■ The exercise
Count the lines in the records below that contain the string "flagpole", where case matters, and give only the number.

-- start --

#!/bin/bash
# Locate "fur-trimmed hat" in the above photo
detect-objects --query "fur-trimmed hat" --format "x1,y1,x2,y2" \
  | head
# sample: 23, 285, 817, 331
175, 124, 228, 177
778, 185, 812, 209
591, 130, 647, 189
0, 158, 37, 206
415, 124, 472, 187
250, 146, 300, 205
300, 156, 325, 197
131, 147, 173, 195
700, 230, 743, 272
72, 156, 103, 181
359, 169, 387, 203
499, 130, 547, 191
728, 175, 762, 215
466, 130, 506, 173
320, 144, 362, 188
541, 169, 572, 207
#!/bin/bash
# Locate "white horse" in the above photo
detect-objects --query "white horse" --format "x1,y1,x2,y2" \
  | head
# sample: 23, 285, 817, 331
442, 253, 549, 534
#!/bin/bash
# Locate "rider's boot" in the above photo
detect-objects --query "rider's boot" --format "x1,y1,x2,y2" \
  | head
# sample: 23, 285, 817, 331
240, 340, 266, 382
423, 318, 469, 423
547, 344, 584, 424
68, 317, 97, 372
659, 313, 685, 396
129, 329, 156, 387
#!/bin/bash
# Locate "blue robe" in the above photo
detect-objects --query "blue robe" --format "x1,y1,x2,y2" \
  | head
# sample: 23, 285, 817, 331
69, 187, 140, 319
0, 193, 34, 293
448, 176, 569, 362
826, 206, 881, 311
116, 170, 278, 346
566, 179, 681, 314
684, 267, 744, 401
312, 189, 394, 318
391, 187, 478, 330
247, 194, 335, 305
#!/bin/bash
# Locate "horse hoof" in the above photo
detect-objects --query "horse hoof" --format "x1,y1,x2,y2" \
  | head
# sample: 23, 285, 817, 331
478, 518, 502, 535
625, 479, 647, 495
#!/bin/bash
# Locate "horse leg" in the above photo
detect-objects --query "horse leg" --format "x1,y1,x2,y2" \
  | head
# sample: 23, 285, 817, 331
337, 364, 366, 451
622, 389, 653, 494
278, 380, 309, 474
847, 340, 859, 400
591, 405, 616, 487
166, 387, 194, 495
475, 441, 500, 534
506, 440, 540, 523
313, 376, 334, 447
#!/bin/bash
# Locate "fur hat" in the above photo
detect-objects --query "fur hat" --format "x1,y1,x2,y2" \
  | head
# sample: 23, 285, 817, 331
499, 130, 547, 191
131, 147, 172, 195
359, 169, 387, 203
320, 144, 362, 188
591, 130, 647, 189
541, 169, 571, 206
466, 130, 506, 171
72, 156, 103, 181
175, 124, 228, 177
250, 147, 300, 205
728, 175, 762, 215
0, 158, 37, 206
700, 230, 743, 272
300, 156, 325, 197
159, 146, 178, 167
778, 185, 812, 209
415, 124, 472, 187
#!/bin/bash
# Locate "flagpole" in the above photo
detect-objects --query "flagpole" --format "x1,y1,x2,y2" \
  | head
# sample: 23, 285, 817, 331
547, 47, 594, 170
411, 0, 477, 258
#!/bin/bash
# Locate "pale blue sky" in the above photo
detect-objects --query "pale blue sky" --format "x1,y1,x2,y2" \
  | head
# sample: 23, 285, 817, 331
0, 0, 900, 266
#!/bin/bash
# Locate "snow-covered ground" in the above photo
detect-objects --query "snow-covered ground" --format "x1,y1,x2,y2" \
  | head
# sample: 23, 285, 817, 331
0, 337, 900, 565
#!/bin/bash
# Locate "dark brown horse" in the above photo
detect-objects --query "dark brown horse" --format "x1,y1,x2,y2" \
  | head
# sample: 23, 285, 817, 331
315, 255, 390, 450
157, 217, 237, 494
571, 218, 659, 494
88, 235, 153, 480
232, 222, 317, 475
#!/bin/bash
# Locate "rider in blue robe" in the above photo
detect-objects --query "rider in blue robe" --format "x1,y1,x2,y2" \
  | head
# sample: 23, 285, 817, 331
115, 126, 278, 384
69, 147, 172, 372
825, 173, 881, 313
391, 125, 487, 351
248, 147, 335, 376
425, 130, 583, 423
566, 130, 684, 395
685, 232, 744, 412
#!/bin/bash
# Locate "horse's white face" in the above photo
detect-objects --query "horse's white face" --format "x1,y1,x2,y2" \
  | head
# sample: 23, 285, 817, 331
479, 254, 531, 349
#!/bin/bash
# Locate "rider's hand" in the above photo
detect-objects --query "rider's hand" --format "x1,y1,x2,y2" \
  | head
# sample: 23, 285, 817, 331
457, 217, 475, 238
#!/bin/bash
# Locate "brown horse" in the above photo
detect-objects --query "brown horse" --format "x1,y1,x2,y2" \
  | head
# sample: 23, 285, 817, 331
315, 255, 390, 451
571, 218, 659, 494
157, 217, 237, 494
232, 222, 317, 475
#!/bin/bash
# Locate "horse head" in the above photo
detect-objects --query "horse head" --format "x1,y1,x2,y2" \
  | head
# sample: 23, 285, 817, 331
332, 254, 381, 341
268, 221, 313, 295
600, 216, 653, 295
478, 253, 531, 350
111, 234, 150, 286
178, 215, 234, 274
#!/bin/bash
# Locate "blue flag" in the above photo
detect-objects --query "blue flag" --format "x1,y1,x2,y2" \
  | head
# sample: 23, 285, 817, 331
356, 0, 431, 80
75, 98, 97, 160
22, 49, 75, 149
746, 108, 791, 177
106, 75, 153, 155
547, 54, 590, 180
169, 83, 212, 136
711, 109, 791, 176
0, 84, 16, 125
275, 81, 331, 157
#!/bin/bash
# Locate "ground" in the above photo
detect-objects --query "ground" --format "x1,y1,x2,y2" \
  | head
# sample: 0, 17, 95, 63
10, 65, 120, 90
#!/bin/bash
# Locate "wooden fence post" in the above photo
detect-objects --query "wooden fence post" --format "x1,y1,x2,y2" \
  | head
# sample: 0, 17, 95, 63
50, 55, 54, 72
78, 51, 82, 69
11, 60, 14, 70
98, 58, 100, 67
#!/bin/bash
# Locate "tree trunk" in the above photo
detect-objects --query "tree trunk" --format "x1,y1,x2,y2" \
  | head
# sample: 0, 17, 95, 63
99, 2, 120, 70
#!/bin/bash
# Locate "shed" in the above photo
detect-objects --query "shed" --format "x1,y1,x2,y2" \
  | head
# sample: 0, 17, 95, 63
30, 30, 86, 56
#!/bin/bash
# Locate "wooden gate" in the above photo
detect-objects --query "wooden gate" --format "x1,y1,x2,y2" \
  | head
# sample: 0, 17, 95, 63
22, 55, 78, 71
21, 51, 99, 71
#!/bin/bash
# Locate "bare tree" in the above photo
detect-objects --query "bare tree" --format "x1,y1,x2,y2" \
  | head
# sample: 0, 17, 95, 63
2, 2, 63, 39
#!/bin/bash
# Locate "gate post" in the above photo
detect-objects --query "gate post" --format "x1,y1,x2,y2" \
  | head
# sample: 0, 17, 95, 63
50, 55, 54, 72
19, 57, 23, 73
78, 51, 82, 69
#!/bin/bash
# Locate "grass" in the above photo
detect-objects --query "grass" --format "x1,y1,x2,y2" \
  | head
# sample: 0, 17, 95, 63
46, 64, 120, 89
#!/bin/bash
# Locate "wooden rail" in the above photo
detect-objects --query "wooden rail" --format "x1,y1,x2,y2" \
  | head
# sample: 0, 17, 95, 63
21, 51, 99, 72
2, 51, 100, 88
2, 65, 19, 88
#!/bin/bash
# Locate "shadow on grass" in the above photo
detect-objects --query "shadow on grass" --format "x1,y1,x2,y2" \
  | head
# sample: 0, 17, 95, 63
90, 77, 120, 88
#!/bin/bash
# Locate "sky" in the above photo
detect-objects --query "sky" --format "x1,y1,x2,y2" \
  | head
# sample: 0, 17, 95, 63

-- end --

■ Worked answer
2